**PASSAGE TO READ:**
■ ■ ■
# Any opinions on this MB



## mikeblom13

Not much feedback about this board on NewEgg.
Has anybody heard much about it?

NewEgg   N82E16813128513

Thanks


----------



## Jc61990

I have it. 

Its awesome


----------



## firecat0999

Personaly, i find Asus to be more stable than Gygabite, but its up to you really


----------



## jonnyp11

firecat0999 said:


> Personaly, i find Asus to be more stable than Gygabite, but its up to you really



Actually lately they have been having both support and product issues. several members here have had bad experiences and since gigabyte is just as good if not better quality they are currently the better buy.


----------



## linkin

In Australia, we call Gigabyte Gigashite with good enough reason. Though they do have local RMA centres along with Asus. I prefer ASRock now though. Excellent value for money, performance and features. Support is a little slow and lacking, but you can get official support from ASRock TSD on TweakTown forums.


----------



## jonnyp11

it would be nice if there was a single opinion on everything instead of 20 different ones, but most people on here seem to be fond of gig and asus, but there seem to be more asus haters than gigs so gigabyte seems to be best, the asrock everyone seems to agree that they are good quality with a great feature and quality to price ratio.


----------



## StrangleHold

mikeblom13 said:


> Not much feedback about this board on NewEgg.
> Has anybody heard much about it?
> 
> NewEgg N82E16813128513
> 
> Thanks


 
Pretty good board. Has a 20 phase power setup/Driver mosfets/Dual bios/2oz. copper PCB and a good cooling setup.


----------



## aadison

In Australia, we call Gigabyte Gigashite with good enough reason. Though they do have local RMA centres along with Asus. I prefer ASRock now though. Excellent value for money, performance and features. Support is a little slow and lacking, but you can get official support from ASRock TSD on TweakTown forums.


----------
■ ■ ■
**LISTED RECORDS:**
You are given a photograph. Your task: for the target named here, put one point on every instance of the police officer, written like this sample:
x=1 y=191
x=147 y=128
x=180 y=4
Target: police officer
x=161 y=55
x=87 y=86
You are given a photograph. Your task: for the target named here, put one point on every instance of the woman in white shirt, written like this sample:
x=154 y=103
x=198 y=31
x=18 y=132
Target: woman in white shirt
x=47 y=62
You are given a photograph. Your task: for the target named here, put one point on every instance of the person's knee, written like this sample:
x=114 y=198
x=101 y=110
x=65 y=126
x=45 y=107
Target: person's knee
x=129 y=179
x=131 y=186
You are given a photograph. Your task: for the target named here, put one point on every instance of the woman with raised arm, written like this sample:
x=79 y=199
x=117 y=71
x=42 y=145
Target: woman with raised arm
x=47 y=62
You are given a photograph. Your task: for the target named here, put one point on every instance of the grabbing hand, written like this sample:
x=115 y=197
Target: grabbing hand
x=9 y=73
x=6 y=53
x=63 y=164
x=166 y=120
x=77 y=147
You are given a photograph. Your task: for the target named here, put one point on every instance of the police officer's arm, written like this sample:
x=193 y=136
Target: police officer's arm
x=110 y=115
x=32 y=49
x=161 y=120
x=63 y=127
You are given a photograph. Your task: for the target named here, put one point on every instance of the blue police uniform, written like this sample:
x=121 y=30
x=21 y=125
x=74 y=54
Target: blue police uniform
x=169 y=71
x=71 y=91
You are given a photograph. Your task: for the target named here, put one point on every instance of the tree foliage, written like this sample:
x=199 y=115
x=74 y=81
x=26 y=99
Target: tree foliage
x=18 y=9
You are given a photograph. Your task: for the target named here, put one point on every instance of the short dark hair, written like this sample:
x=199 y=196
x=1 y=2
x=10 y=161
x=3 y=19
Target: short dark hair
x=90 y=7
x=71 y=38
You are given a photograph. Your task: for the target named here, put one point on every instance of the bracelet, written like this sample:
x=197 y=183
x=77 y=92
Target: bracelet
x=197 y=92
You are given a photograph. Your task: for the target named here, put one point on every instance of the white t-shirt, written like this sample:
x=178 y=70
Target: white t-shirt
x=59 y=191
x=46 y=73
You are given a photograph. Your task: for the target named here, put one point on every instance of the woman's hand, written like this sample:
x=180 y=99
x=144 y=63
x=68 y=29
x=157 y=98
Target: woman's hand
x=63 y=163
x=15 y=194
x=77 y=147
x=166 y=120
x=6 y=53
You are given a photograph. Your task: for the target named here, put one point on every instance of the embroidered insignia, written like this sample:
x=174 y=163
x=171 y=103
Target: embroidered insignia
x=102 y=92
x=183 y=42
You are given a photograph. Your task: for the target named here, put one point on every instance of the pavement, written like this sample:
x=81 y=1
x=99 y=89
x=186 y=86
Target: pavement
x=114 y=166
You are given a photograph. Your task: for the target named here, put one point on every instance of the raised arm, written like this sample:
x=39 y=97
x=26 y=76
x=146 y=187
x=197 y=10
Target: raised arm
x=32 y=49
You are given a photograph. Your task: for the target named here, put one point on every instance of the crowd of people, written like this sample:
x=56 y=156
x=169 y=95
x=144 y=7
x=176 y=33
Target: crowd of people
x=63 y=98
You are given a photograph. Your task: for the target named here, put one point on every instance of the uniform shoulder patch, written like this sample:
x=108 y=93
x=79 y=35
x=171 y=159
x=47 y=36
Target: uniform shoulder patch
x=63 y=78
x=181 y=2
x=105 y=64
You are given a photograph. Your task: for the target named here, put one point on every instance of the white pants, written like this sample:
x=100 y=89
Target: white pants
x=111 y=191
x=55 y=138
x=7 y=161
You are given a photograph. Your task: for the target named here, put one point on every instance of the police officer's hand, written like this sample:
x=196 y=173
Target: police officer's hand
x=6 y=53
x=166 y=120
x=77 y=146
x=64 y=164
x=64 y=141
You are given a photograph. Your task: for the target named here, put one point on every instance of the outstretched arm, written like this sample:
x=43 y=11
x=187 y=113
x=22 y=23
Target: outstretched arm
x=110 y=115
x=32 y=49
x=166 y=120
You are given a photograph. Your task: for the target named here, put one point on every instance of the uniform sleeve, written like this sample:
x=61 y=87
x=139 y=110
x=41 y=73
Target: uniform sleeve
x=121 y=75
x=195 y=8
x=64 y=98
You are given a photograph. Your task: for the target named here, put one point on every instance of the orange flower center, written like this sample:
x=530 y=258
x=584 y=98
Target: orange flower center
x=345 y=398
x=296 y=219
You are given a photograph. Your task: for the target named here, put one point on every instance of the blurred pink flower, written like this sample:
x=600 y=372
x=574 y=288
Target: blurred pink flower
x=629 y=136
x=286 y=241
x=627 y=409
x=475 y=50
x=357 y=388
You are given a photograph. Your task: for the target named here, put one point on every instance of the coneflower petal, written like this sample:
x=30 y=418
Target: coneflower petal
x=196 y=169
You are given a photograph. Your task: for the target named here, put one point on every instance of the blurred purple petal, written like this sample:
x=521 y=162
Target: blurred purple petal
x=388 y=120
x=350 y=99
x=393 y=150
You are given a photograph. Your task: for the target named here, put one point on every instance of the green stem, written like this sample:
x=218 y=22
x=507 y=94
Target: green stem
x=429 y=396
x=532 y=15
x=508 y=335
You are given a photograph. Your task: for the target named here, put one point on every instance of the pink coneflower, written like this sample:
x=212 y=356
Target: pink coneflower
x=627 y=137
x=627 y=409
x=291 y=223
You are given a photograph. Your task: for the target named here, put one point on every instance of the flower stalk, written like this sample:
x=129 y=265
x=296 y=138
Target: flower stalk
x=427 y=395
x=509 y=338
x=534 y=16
■ ■ ■
**TASK DIRECTIONS:**
Reproduce the motherboard thread between "it would be" and "to price ratio.", inclusive, changing "opinion" to "view".

**WRITTEN RESPONSE:**
it would be nice if there was a single view on everything instead of 20 different ones, but most people on here seem to be fond of gig and asus, but there seem to be more asus haters than gigs so gigabyte seems to be best, the asrock everyone seems to agree that they are good quality with a great feature and quality to price ratio.